— TEXT BLOCK —
==*==
Aeonium Webb & Berthel.
Herbs or subshrubs, sometimes arborescent, usually perennial, occasionally monocarpic, very rarely biennial. Lvs alternate, free, simple, entire, crowded in often flat terminal rosettes. Infl. a terminal or lateral paniculate raceme or cyme, often thyrsoid. Fls 6-13-merous; ± pendent in bud. Calyx divided to > 1/2 way; lobes equal. Petals free, ± patent, thin and not fleshy, usually yellow or cream, sometimes white, pale pink or red. Stamens exserted, twice as many as petals; inner epipetalous whorl < to > outer whorl. Scales free, very rarely 0, ± square to obcordate. Carpels as many as petals, with base immersed in receptacle. Seeds numerous.
Key
c. 40 spp., mostly Macaronesia, 1 in Morocco, 1 in E. Africa and S.W. Arabia. Naturalised spp. 4 and 3 hybrids.
Aeonium spp. are notorious for their propensity to hybridise in the wild as well as in cultivation. Hybrids have not only been recorded between related spp. but also between spp. in different sections (see A. × velutinum below). The treatment here is based on Praeger, R. L., An Account of the Sempervivum Group (1932).
Aeonium used to be included in Sempervivum L., houseleeks, and there are very few diagnostic characters separating the 2 genera, as is also the case with the segregate genera, Greenovia (see under key to genera) and the commonly cultivated Aichryson Webb et Berth. The chief character distinguishing Aeonium from Sempervivum is the presence of well-defined stems, even though they may be hidden by the large lf rosettes; Sempervivum spp. are acaulous or nearly so. Houseleeks are commonly grown in N.Z., especially in colder areas where aeoniums are difficult to grow. The usual spp. are S. tectorum L., common houseleek, and S. arachnoideum L., cobweb houseleek; these 2 spp. thrive and reproduce freely in many gardens, but have not been collected wild. Both of these Sempervivum spp. have rose or red fls, unlike any Aeonium sp. or hybrid seen in N.Z.
All naturalised taxa of Aeonium are illustrated in Plate 11 and 12.
==*==
— DATA BLOCK —
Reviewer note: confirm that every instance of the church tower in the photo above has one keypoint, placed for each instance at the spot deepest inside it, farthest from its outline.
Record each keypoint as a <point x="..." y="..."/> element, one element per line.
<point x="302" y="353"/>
==*==
— TRY IT —
From the Aeonium text, pull out the passage starting with "Aeonium spp. are" and going on through "Sempervivum Group (1932).", word for word. The material plays no part here.

— ANSWER SECTION —
Aeonium spp. are notorious for their propensity to hybridise in the wild as well as in cultivation. Hybrids have not only been recorded between related spp. but also between spp. in different sections (see A. × velutinum below). The treatment here is based on Praeger, R. L., An Account of the Sempervivum Group (1932).